* _Required actions_
a – According to the book reviews, where did the reviewer find The Twilight of Magic?
b – Say whether each statement agrees with the book reviews, answering yes or no and quoting the deciding words: (i) The reviewer finished The Little Prince in high-school French class. (ii) The little prince comes from an asteroid. (iii) The reviewer decides to keep The Twilight of Magic.
c – From the book reviews, copy the passage from "We were assigned" to "the exact meaning.".

* _Selection_

More Books

The Little Prince by Antoine de Saint-Exupéry
Grade: A+

We were assigned this book way back in high-school French class, but then we were supposed to read it in the original French. I did not finish it. I probably didn’t get past the first few pages. The truth is, I never could read French comfortably. I was very good at picking up the grammar, the basic vocabulary, and even (I like to think) the accent, but for some reason I could never quite remember all the joining words that go between the nouns, verbs, and adjectives. The durings, befores, and betweens eluded me. Consequently, when I try to read French, I get the gist, but often miss the exact meaning.

This time, when I tackled The Little Prince, it was in my own native tongue (ah, English, how I love you!).  It was so much easier. And I’m glad that I read it, because it is a charming story, though a bit sad. It’s about a little prince who comes from an asteroid. On his tiny planet, the flowers can talk, volcanoes can be kept from erupting by cleaning them out periodically, and the biggest threat is the baobab tree, which must be uprooted immediately lest it grow too big and tear apart the planet with its roots. But there is a special flower there, a proud one who irritates him, and so he leaves his little planet and travels to earth, but once away from his flower, he begins to worry about her.

I recommend The Little Prince highly and wonder why it’s not on the top 100 list of children’s books.

The Twilight of Magic by Hugh Lofting
Grade: B+

Hugh Lofting is best known for his series of books about Dr. Dolittle. Those stories have always been favorites of mine, though the original versions are mostly out of print due to racist undertones. While censored editions of many of the books are available, I cannot bring myself to purchase them. I think it’s wrong to censor books, even when they may contain racist ideas. I think it’s better to let the kids read the books and then discuss the questionable parts with them. So when I’m at used book sales, I keep a lookout for old editions of Lofting’s work. I spotted this one at the most recent Westerly book sale. I had no idea he had ever published anything non-Dolittlish.

In the foreword of The Twilight of Magic, his son wrote, “Exactly why my father decided to interrupt the flow of the Doctor Dolittle series to write The Twilight of Magic in 1930 is not quite clear.” I don’t get it either. He had a good thing going with Dr. Dolittle, and this book is a completely different animal. It’s a sort of fairy tale. Two children, hoping to save their family from financial ruin, ask the Applewoman (a.k.a. Scragga the Witch) for help. She finds a magic shell for them. One hears in this shell not the roaring of the sea, but the comments that others are making behind one’s back. All that the children must do is give the shell to the one person who will be most helped by it, and they will find their fortune.

Overall I’d say it’s a cute book with some truly magical moments, but Lofting’s tell-it-don’t-show-it style of writing can be a drag at times. I want to keep it, thinking that perhaps it would be a good story to read to youngsters, but the whole point of grading these books is to decide which ones stay and which ones go. B+ is not good enough to warrant keeping the book.

The Secret of Father Brown by G.K. Chesterton
Grade: A

I love G.K. Chesterton’s style. And I love that he’s not afraid to repeat a word. In the first chapter, Father Brown was asked to talk about the cases he had solved.

* _Data rows_

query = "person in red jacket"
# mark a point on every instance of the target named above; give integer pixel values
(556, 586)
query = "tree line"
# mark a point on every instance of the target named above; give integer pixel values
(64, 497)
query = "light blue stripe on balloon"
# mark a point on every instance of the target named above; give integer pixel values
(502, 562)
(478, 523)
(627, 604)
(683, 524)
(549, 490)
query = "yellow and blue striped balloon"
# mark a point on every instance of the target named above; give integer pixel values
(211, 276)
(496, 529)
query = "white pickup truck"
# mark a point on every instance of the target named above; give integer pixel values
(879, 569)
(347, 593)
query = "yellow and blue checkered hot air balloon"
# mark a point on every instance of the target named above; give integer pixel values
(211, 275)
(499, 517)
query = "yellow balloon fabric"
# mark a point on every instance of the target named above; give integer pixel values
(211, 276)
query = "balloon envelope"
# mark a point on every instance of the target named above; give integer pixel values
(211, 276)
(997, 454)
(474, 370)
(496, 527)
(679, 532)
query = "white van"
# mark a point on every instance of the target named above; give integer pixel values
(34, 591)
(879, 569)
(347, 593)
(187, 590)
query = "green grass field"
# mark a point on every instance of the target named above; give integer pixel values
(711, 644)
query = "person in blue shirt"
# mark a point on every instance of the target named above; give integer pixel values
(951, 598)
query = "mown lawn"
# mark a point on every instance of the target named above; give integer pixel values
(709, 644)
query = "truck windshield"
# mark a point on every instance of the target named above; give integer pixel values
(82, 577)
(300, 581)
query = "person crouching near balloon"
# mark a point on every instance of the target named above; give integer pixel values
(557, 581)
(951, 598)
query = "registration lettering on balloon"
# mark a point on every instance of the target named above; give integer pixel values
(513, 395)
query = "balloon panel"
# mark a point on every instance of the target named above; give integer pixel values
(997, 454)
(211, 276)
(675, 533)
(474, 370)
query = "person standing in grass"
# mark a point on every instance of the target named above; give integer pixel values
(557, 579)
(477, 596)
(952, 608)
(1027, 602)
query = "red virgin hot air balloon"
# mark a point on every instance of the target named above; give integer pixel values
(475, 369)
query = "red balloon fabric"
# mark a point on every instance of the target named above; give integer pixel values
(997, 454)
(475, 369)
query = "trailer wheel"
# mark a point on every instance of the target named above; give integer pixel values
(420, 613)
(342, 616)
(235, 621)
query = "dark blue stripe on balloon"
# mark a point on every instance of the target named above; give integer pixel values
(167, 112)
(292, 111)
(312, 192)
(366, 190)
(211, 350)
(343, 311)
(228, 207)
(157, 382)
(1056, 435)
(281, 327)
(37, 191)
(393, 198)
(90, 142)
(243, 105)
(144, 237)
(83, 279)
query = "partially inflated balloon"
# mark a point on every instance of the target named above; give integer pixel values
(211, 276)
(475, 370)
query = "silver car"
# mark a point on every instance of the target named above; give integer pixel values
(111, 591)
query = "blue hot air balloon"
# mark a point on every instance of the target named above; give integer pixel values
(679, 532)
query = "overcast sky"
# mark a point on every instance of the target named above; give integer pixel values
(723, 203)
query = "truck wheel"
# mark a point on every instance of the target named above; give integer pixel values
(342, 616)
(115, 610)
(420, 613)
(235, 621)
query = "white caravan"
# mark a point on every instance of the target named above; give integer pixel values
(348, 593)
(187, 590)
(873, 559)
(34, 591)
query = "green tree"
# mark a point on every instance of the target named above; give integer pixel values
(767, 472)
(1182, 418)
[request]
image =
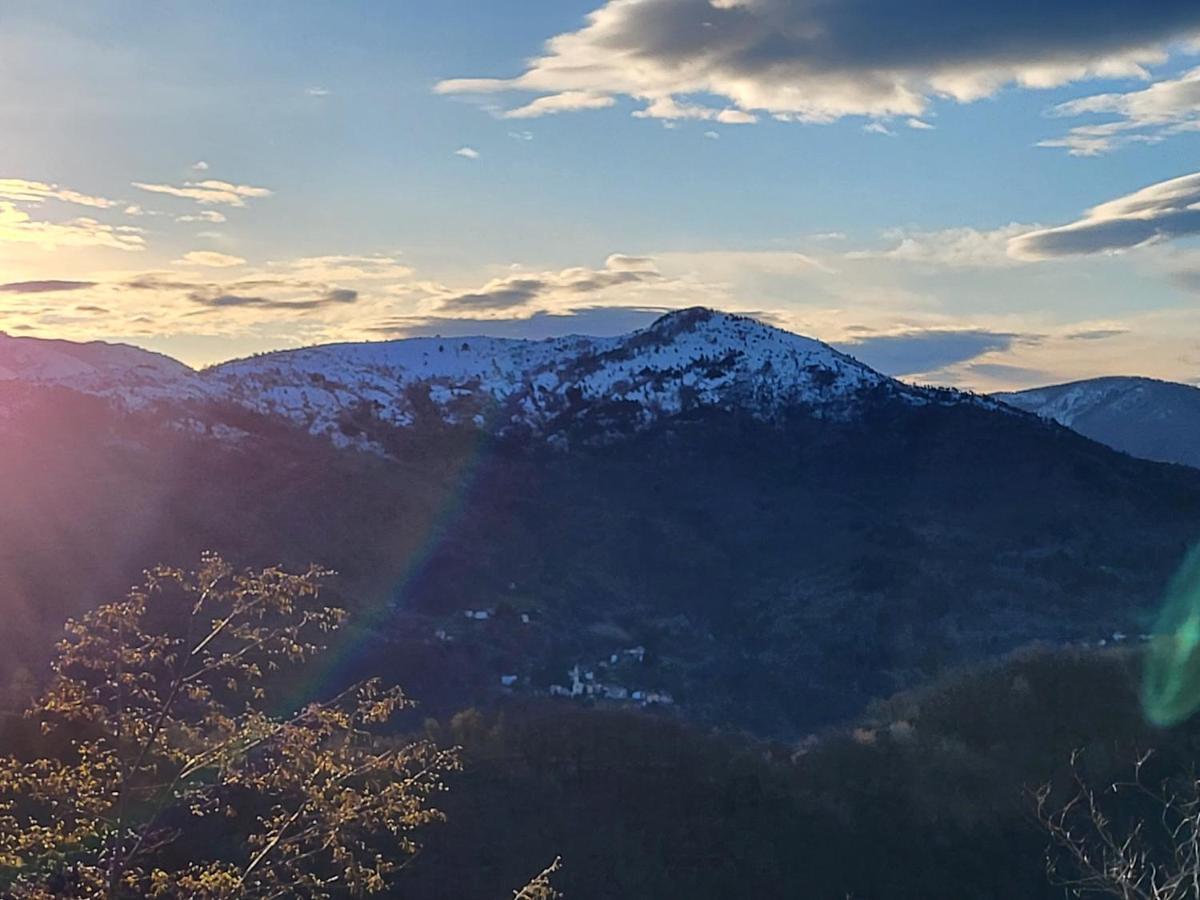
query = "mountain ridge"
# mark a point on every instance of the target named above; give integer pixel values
(1146, 418)
(685, 360)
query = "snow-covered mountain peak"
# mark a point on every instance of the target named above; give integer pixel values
(685, 361)
(95, 366)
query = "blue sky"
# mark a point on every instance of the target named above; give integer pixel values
(217, 179)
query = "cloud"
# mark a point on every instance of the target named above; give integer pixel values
(345, 268)
(209, 192)
(952, 247)
(205, 215)
(1143, 117)
(210, 258)
(1097, 334)
(18, 227)
(564, 102)
(217, 299)
(19, 190)
(598, 321)
(921, 352)
(43, 287)
(1158, 213)
(521, 289)
(817, 61)
(1014, 376)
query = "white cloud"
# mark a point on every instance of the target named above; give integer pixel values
(951, 247)
(19, 190)
(207, 215)
(564, 102)
(1162, 211)
(210, 258)
(209, 192)
(345, 268)
(1143, 117)
(819, 61)
(18, 227)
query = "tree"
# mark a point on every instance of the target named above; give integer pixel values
(1128, 840)
(168, 777)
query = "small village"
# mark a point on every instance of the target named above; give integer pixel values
(583, 682)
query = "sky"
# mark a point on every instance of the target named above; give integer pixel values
(981, 195)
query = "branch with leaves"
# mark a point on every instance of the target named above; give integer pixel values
(1128, 839)
(173, 779)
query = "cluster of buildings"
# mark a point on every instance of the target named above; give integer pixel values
(583, 683)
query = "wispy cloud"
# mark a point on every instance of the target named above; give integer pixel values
(913, 353)
(18, 227)
(522, 289)
(802, 61)
(19, 190)
(1144, 117)
(45, 287)
(207, 215)
(209, 192)
(1158, 213)
(951, 247)
(210, 259)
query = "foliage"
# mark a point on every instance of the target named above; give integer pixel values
(173, 779)
(543, 886)
(1132, 840)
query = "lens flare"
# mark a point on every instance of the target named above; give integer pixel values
(1170, 690)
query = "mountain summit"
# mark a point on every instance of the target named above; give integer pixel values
(685, 361)
(1141, 417)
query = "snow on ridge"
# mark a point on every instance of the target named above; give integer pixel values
(1065, 403)
(121, 371)
(691, 358)
(687, 359)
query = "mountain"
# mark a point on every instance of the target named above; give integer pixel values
(93, 367)
(1141, 417)
(687, 360)
(785, 533)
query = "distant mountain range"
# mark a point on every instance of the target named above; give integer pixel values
(1141, 417)
(687, 360)
(786, 532)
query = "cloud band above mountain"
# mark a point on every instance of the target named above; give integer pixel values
(1158, 213)
(819, 60)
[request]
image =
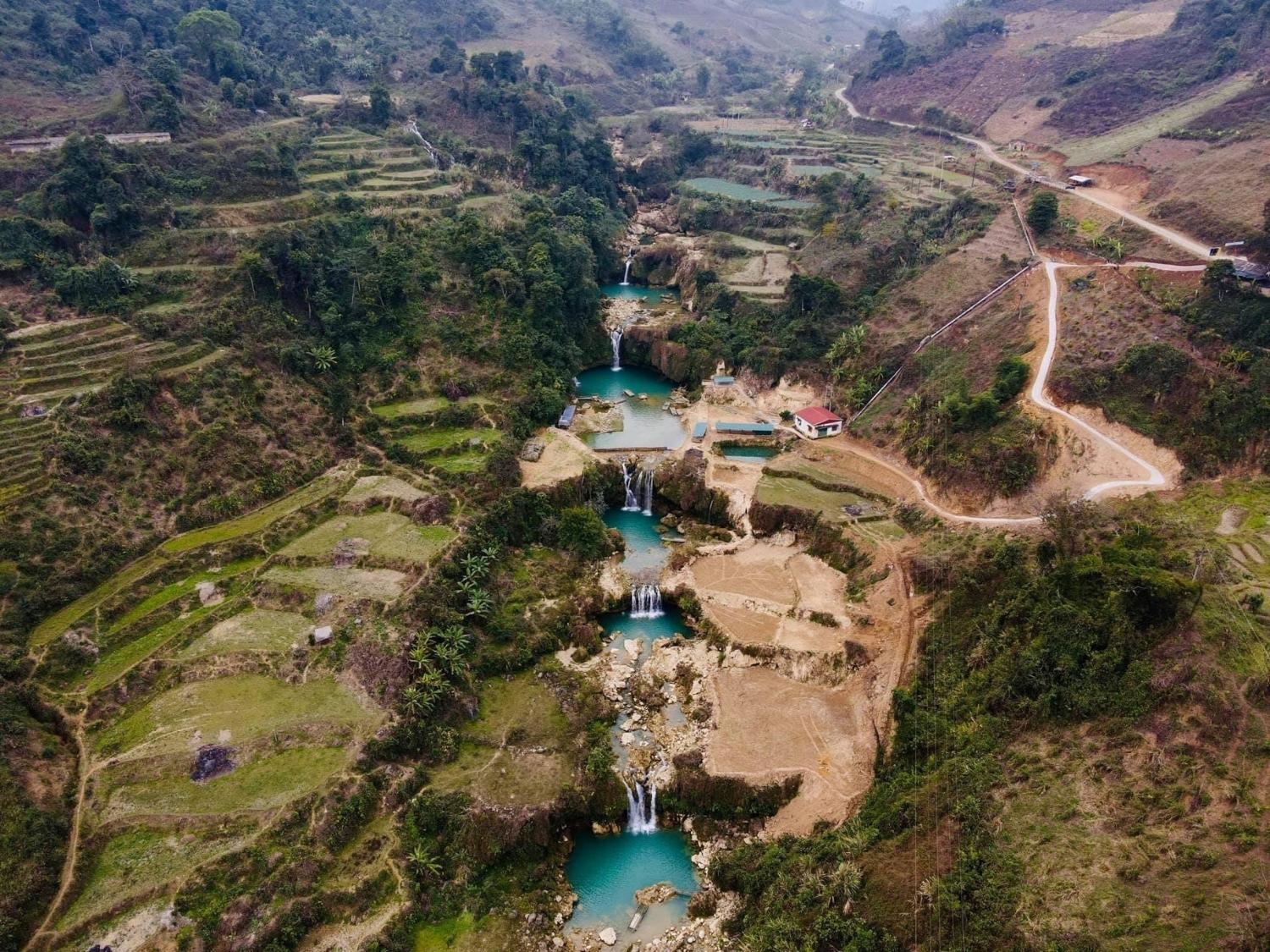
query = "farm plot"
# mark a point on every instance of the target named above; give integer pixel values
(262, 784)
(368, 489)
(381, 536)
(51, 362)
(790, 490)
(130, 575)
(236, 710)
(371, 584)
(256, 630)
(141, 861)
(516, 751)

* _Solutions in order_
a – The reviewer found it at the most recent Westerly book sale.

b –
(i) No: "I did not finish it."
(ii) Yes: "It’s about a little prince who comes from an asteroid."
(iii) No: "B+ is not good enough to warrant keeping the book."

c –
We were assigned this book way back in high-school French class, but then we were supposed to read it in the original French. I did not finish it. I probably didn’t get past the first few pages. The truth is, I never could read French comfortably. I was very good at picking up the grammar, the basic vocabulary, and even (I like to think) the accent, but for some reason I could never quite remember all the joining words that go between the nouns, verbs, and adjectives. The durings, befores, and betweens eluded me. Consequently, when I try to read French, I get the gist, but often miss the exact meaning.